Last week was a difficult one for many people. Even though the evidence was clear that cases and deaths attributed to COVID-19 were on the rise, the announcement on Monday evening that we were going into another lockdown still came as a bit of a personal shock. Thankfully, we were already prepared to deliver live lessons to all year groups from Tuesday but this was only a short-term plan. Most of last week, therefore, was spent organising remote education for the rest of the half-term, in-school provision for vulnerable students/ critical worker children, setting up two different types of COVID-19 testing, and staffing for all of this. I slept in late on Saturday!
Lockdown is hard on all of us and there is a definite feeling of weariness this time around which, coupled with the heightened anxiety about the new variant of the virus, is having an impact on many people’s wellbeing. It doesn’t help that some things, such as what will happen with GCSE and BTEC exams this year, are still undecided. There have been conflicting stories in the media over the weekend about how these grades are going to be determined- hopefully, this is all resolved soon so that the children know for their own peace of mind.

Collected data
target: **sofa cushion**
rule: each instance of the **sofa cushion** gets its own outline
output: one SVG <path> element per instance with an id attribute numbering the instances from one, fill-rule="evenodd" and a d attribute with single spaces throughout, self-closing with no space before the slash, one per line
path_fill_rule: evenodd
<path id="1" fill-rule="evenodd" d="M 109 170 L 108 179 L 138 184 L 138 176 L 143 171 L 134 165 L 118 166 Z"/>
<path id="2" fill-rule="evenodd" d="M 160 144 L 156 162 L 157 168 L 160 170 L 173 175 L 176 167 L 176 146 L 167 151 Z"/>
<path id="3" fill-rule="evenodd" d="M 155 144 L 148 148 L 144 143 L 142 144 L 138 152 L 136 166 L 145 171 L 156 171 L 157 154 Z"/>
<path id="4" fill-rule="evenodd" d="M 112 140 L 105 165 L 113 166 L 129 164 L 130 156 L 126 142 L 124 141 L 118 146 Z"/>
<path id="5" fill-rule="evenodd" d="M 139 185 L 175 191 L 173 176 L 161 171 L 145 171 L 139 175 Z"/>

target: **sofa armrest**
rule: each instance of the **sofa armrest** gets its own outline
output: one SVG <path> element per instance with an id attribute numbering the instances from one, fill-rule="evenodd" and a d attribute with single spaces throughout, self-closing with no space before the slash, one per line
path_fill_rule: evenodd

**What is being asked**
Extract the part of the lockdown update above from "Last week was" up to and including "late on Saturday!", copying it word for word.

**Exercise output**
Last week was a difficult one for many people. Even though the evidence was clear that cases and deaths attributed to COVID-19 were on the rise, the announcement on Monday evening that we were going into another lockdown still came as a bit of a personal shock. Thankfully, we were already prepared to deliver live lessons to all year groups from Tuesday but this was only a short-term plan. Most of last week, therefore, was spent organising remote education for the rest of the half-term, in-school provision for vulnerable students/ critical worker children, setting up two different types of COVID-19 testing, and staffing for all of this. I slept in late on Saturday!